### SUPPLIED MATERIAL
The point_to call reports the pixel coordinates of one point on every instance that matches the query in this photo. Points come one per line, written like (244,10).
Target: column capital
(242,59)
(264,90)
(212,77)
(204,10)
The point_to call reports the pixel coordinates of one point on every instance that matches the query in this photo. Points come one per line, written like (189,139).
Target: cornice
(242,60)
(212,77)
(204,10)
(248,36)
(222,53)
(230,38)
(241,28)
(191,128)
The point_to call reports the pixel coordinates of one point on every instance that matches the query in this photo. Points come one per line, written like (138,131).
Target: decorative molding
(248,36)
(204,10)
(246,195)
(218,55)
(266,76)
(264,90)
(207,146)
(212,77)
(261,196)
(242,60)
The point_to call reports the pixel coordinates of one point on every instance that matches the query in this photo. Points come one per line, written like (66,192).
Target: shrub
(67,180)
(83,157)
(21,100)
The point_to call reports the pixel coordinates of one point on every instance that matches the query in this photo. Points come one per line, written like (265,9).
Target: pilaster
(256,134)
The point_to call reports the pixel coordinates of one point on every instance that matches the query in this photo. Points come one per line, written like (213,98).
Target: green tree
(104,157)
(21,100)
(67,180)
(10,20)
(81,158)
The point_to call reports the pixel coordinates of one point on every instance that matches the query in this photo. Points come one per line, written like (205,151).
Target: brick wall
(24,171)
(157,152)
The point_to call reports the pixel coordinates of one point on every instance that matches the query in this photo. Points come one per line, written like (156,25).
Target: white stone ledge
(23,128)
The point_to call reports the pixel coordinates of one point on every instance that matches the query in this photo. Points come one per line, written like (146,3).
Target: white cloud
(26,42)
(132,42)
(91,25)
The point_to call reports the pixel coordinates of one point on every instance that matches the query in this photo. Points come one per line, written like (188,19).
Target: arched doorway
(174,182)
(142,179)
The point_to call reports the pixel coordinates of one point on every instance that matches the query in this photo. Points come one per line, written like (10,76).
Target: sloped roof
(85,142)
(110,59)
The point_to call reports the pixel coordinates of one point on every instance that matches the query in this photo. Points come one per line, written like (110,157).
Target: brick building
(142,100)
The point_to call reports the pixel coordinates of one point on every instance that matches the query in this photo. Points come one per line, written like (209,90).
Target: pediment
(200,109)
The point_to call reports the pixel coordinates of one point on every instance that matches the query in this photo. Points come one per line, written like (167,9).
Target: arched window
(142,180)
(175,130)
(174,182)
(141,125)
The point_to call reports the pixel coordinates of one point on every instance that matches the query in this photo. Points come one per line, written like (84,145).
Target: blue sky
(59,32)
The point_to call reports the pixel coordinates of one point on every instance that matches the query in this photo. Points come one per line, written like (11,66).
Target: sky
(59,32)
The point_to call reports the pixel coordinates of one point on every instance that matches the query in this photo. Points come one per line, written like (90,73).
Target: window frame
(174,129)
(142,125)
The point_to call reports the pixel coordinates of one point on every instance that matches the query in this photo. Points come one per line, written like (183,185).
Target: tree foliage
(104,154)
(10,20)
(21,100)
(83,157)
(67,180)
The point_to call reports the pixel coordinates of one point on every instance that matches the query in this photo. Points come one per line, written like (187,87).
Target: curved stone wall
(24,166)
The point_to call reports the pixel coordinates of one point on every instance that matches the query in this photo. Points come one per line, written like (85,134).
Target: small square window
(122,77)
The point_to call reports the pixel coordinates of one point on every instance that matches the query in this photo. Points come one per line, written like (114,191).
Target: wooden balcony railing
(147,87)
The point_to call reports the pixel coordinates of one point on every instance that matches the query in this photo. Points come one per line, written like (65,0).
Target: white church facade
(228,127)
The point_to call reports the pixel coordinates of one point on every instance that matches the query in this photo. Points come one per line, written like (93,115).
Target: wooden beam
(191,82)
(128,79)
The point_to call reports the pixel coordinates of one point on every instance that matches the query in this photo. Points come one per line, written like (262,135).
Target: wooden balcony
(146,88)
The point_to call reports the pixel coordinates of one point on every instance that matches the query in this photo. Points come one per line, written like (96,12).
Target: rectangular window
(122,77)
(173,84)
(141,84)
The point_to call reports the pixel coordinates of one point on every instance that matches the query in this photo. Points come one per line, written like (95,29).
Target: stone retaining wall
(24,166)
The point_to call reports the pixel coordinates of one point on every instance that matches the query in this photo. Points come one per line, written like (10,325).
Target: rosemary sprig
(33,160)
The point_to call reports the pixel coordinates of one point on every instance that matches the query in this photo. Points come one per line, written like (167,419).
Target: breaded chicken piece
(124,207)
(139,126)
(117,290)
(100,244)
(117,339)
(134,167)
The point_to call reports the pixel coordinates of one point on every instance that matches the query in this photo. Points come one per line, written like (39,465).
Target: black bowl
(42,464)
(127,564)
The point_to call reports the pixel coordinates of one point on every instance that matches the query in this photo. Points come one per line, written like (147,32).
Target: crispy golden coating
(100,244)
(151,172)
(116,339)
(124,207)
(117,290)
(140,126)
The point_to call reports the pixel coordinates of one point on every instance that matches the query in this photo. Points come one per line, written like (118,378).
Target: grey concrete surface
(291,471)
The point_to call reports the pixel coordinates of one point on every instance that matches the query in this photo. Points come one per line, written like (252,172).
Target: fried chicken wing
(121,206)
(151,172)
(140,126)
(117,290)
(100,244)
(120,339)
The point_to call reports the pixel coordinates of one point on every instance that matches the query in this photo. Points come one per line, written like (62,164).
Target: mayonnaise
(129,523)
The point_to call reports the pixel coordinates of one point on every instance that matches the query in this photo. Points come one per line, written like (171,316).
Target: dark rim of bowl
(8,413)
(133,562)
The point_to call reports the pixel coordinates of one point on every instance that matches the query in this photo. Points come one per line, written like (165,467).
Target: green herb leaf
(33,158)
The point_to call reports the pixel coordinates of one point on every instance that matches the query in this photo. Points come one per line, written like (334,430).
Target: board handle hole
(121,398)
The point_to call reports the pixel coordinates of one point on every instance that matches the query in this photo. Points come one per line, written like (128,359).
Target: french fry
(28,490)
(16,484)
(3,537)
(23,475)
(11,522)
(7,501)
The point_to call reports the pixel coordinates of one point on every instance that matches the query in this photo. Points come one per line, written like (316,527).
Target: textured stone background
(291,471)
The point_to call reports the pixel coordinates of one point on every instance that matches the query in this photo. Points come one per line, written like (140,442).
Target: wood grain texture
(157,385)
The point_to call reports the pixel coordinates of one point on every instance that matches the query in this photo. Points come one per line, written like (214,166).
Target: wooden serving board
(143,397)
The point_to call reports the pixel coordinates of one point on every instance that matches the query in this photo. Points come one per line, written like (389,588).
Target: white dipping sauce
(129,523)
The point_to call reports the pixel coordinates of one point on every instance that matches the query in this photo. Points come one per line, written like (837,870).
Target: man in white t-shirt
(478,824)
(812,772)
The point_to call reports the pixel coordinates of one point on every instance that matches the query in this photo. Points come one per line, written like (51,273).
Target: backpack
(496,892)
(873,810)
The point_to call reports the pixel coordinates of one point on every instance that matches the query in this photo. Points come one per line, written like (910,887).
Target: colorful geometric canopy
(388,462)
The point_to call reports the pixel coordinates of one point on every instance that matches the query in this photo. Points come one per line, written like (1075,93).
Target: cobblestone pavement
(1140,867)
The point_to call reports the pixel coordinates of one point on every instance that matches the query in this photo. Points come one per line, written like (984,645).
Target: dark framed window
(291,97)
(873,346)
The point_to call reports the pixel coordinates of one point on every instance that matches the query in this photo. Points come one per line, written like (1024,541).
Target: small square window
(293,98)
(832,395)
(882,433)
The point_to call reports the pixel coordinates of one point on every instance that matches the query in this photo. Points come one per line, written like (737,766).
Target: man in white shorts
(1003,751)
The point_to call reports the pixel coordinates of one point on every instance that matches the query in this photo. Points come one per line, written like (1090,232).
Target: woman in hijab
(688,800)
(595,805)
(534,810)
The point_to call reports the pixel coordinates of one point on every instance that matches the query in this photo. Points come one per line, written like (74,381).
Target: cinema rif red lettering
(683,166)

### WORK REQUIRED
The response should be the lines from the one containing "written like (74,381)." through the last line of the data, set down exactly and with no other line.

### EXERCISE RESULT
The point_to call reports the pixel coordinates of one point on every instance that matches the query in this photo. Points come one per line, written like (74,381).
Target: cinema rif red lettering
(683,166)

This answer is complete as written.